BEGIN GIVEN RECORDS
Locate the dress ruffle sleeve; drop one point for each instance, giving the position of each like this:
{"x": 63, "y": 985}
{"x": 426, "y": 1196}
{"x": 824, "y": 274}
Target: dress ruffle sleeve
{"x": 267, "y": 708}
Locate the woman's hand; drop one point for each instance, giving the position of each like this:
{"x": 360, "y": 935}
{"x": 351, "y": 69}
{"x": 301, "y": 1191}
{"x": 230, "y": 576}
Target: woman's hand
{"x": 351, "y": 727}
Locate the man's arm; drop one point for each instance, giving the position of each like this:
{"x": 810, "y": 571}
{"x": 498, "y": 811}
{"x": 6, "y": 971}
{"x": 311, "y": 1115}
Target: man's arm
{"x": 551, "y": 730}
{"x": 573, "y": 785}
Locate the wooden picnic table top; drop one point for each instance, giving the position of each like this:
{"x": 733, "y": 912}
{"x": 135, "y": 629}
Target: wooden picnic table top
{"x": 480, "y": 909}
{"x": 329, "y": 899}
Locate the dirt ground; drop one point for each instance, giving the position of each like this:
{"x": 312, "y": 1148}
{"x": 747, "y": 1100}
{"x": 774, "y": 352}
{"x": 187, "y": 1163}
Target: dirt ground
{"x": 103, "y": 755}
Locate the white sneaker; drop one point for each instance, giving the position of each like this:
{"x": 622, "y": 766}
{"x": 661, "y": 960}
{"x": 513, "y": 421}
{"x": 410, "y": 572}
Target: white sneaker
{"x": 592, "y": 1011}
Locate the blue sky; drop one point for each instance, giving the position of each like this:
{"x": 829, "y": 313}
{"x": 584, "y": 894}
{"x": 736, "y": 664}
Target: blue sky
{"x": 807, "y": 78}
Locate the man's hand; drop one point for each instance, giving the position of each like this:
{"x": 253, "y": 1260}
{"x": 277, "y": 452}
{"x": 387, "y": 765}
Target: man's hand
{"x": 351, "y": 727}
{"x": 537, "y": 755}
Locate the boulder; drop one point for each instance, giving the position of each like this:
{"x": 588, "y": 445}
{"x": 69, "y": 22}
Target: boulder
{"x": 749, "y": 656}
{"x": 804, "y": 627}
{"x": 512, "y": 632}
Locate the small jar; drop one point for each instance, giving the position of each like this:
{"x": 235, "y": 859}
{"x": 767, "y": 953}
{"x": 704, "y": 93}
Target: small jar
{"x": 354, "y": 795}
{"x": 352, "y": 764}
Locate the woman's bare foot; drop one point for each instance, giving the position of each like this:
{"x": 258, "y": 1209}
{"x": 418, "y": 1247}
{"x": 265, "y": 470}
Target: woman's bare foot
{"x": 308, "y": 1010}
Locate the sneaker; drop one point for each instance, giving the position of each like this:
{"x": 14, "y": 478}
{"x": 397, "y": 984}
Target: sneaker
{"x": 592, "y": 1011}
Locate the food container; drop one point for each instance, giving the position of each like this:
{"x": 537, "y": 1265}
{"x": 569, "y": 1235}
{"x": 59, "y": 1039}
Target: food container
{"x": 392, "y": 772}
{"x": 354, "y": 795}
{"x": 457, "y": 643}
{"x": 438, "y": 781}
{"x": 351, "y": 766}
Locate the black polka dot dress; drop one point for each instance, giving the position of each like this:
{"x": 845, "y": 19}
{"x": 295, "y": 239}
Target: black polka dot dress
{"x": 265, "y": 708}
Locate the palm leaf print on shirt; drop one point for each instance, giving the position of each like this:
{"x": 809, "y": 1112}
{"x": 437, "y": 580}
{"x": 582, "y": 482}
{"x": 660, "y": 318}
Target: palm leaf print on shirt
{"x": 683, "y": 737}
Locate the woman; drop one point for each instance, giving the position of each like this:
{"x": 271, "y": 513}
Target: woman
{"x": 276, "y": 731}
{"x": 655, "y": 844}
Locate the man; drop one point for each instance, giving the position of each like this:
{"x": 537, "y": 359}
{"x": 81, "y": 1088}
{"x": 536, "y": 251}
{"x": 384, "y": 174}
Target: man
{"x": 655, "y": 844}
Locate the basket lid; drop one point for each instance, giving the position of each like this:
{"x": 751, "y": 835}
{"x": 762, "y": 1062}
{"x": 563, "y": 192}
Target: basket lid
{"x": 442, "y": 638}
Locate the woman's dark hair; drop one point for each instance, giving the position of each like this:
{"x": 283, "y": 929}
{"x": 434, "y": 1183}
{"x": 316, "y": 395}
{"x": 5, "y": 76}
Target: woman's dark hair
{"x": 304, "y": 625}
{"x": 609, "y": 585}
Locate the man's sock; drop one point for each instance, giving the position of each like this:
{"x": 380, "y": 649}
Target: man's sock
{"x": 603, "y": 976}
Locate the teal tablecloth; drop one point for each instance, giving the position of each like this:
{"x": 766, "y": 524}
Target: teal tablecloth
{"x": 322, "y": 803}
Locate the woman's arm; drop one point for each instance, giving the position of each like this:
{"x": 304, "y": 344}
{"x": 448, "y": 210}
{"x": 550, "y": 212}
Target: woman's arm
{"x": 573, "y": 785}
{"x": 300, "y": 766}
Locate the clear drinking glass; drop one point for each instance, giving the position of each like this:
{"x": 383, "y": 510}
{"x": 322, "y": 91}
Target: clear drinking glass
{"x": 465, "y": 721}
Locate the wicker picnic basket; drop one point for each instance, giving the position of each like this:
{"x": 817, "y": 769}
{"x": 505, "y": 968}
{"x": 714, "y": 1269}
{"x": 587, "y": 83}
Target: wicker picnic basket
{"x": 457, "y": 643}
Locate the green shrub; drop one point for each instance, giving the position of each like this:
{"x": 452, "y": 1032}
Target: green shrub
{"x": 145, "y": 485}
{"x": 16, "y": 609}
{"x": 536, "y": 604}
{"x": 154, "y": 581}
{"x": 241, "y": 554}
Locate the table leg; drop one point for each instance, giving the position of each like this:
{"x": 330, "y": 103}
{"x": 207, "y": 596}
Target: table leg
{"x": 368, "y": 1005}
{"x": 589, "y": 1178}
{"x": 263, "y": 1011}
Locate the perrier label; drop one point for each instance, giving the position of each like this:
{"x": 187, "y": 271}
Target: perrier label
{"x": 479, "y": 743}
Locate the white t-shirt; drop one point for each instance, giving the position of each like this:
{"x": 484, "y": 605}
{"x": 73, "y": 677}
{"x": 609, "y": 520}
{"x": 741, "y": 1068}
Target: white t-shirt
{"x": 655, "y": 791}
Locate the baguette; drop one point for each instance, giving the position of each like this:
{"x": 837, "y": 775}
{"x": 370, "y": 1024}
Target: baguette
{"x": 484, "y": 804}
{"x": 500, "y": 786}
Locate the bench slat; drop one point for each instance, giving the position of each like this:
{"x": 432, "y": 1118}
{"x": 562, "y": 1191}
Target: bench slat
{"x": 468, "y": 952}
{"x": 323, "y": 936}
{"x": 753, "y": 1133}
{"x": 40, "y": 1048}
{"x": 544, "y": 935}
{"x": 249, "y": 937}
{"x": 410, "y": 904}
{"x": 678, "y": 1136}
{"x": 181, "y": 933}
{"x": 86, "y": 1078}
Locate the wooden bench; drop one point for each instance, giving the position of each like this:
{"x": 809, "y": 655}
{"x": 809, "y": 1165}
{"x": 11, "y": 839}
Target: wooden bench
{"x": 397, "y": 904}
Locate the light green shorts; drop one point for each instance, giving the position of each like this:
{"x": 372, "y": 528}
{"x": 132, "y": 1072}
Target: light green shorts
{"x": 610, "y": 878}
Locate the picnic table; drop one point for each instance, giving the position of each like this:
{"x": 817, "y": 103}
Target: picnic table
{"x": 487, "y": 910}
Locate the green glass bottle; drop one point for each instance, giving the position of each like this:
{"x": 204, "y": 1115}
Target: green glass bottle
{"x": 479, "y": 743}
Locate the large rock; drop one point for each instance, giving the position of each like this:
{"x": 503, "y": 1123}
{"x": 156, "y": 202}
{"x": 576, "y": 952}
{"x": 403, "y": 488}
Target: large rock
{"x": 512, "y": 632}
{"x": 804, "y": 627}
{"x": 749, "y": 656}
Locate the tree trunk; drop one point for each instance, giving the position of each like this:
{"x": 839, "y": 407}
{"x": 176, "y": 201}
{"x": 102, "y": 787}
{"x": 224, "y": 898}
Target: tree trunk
END GIVEN RECORDS
REQUIREMENTS - Copy exactly the line containing "Locate the green glass" and every line after it, ending with the last line of the records above.

THE RESPONSE -
Locate the green glass bottle; drop one point for each instance, giving the position of each like this:
{"x": 204, "y": 1115}
Target: green glass bottle
{"x": 479, "y": 743}
Locate the large rock; drop one point for each instance, giving the position of each like this:
{"x": 503, "y": 1123}
{"x": 156, "y": 202}
{"x": 576, "y": 952}
{"x": 403, "y": 488}
Target: large rock
{"x": 512, "y": 632}
{"x": 804, "y": 627}
{"x": 749, "y": 656}
Locate the tree trunk; drop one point for each instance, giving the position of each like this:
{"x": 839, "y": 407}
{"x": 176, "y": 201}
{"x": 102, "y": 787}
{"x": 224, "y": 898}
Target: tree trunk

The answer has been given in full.